How does the process link to global health?


The global health community develops solutions through continued learning in research and/or implementation science. It then uses findings from this research and/or implementation science to develop and refine interventions that address global health challenges. Mapping this approach to the Double Diamond model shows the complementary nature of the design and global health processes.

The design process can expand global health practitioners’ approach by providing new perspectives on existing challenges and different ways to visualize insights. The process can then facilitate understanding of traditional research outputs and methods to more rapidly translate these insights into tangible prototypes and solutions that can be tested and refined. Design, thus helps operationalize findings from traditional research approaches by ensuring that programs not only incorporate their results, but also that the insights gleaned are designed for local contexts.

## [ENTRIES PROVIDED]
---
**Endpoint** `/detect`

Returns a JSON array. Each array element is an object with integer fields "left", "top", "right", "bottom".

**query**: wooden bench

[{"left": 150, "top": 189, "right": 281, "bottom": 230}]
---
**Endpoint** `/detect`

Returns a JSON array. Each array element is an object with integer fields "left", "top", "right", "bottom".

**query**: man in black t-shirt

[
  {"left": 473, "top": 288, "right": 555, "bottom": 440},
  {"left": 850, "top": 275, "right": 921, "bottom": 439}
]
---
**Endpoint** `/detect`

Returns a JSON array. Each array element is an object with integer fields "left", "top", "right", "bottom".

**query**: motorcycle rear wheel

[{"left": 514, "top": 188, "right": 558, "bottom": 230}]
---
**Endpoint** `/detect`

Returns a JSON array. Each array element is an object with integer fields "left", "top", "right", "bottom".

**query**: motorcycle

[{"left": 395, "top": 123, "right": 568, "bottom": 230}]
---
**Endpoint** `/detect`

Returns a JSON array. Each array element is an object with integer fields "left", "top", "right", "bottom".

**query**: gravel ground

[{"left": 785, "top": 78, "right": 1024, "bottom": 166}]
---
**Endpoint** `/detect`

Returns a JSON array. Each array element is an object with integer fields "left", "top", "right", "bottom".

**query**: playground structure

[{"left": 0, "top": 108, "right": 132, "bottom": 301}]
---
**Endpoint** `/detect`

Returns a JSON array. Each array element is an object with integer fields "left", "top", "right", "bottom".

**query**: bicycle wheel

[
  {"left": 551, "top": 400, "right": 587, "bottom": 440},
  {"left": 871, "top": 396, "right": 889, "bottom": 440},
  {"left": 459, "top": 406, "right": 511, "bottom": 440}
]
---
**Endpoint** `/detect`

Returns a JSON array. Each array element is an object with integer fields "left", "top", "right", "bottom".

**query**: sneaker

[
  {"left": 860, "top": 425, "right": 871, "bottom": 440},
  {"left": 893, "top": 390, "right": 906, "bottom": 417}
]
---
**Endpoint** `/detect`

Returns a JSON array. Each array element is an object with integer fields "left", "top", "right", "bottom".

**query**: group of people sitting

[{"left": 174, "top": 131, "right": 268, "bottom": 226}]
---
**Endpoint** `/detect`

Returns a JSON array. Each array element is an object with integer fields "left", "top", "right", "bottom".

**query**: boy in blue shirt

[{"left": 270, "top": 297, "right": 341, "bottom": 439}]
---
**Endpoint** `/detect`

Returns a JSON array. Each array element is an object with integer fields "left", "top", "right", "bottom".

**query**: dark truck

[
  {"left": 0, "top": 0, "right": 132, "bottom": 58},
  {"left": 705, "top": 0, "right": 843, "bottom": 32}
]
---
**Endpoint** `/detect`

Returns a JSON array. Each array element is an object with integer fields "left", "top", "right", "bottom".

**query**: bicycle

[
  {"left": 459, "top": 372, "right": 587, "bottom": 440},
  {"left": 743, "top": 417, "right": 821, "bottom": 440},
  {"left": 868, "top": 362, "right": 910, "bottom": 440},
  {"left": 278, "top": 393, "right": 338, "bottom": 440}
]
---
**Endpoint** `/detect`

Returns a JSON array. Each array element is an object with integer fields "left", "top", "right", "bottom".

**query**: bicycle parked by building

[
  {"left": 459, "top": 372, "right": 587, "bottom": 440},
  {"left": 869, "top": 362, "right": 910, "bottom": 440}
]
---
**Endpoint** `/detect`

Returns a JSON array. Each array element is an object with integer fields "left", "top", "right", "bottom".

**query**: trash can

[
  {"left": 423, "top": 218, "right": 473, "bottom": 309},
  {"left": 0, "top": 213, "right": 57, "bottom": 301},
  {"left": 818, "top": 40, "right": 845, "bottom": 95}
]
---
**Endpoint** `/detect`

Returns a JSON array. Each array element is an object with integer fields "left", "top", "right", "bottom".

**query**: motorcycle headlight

## [APPLY WHAT YOU READ]
A) Reproduce the part of the passage on design and global health that opens with the words containing "How does the" and closes with "global health processes.".
B) Decide whether each statement agrees with the passage on design and global health. Answer yes or no for each, and quote the deciding words. (i) The global health community develops solutions through continued learning in research and/or implementation science. (ii) Mapping the approach to the Double Diamond model shows that the design and global health processes conflict. (iii) Design helps ensure that insights are designed for local contexts.
C) In the passage on design and global health, what model is the global health approach mapped to?

## [WRITTEN RESPONSES]
A)
How does the process link to global health?


The global health community develops solutions through continued learning in research and/or implementation science. It then uses findings from this research and/or implementation science to develop and refine interventions that address global health challenges. Mapping this approach to the Double Diamond model shows the complementary nature of the design and global health processes.

B)
(i) Yes: "The global health community develops solutions through continued learning in research and/or implementation science."
(ii) No: "shows the complementary nature of the design and global health processes."
(iii) Yes: "the insights gleaned are designed for local contexts."

C) The Double Diamond model.